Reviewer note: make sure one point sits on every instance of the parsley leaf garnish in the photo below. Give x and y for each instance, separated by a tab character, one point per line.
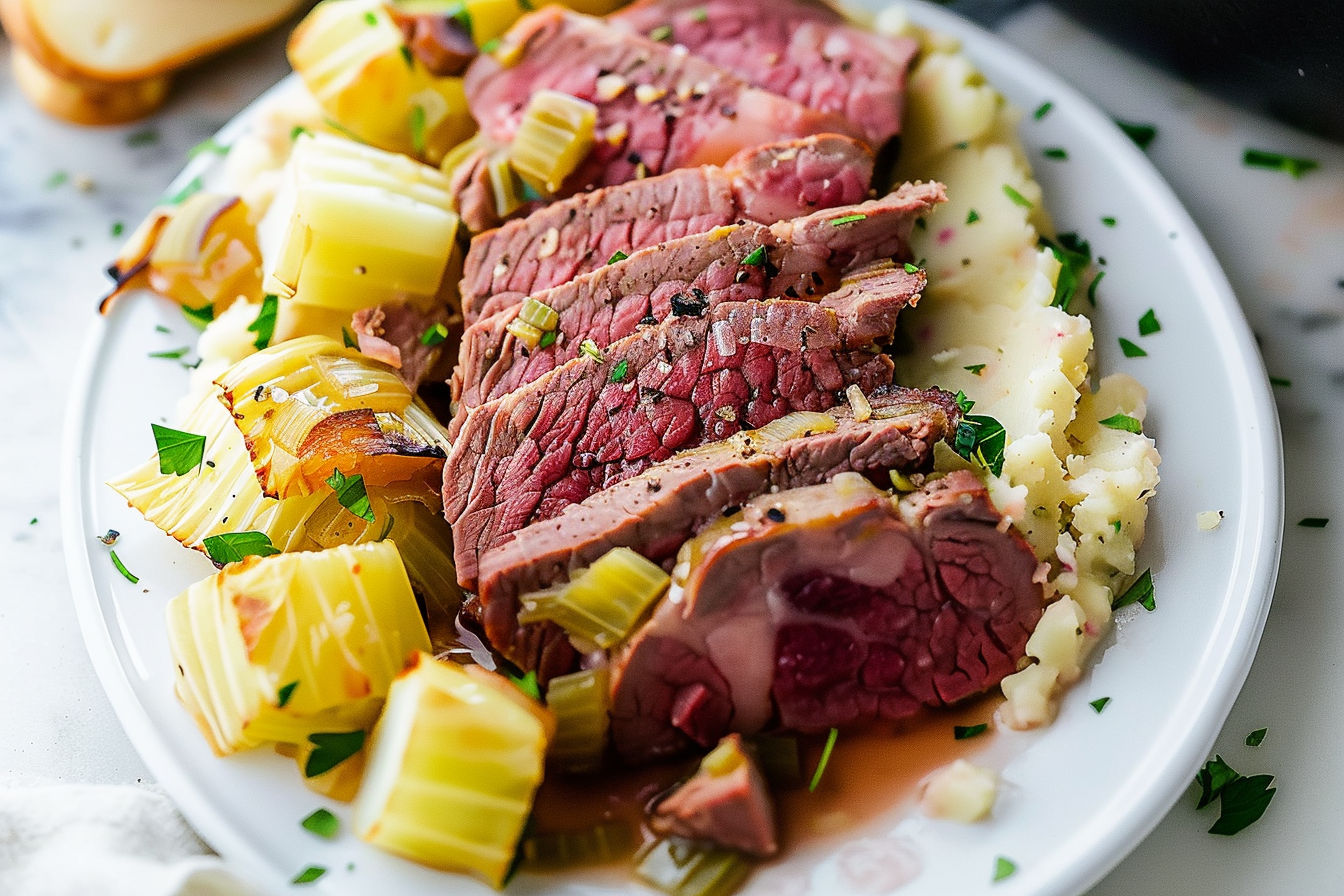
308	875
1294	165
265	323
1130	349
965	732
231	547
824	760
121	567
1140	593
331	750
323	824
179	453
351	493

::::

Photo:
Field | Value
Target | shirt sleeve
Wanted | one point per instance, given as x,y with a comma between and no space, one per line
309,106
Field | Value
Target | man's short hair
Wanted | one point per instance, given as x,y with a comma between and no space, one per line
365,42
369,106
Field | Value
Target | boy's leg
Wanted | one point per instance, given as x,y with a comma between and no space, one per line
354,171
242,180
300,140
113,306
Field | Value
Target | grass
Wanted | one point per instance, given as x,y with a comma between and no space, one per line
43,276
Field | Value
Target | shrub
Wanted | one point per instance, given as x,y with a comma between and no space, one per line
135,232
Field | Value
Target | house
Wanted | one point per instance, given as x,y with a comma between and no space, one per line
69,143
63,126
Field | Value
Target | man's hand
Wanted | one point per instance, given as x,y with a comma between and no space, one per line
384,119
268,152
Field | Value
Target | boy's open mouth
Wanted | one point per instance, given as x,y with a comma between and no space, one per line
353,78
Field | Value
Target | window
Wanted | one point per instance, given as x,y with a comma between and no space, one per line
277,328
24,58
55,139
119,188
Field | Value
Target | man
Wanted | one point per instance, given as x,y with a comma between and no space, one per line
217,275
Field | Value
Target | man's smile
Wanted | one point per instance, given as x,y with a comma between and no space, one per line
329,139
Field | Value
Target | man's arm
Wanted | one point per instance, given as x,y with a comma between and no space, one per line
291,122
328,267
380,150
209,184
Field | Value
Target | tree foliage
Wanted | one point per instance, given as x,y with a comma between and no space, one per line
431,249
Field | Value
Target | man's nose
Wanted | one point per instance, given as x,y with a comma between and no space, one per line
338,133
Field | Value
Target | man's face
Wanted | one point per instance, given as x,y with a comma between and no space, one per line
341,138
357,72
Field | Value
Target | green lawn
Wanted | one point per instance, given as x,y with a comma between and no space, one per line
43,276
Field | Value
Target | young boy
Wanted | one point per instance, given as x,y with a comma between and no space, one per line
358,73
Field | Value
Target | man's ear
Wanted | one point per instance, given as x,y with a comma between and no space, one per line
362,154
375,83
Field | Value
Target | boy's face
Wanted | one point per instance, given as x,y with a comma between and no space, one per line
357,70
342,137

::::

• What you need to do: Using the listing above, return word for word each line from the one that has "Target | man's ear" through the one that has "Target | boy's face", and no line outside that range.

• Written solution:
Target | man's ear
Wanted | one point per instance, given as x,y with a comma between and no space, one per line
362,154
375,83
Field | Value
Target | boy's face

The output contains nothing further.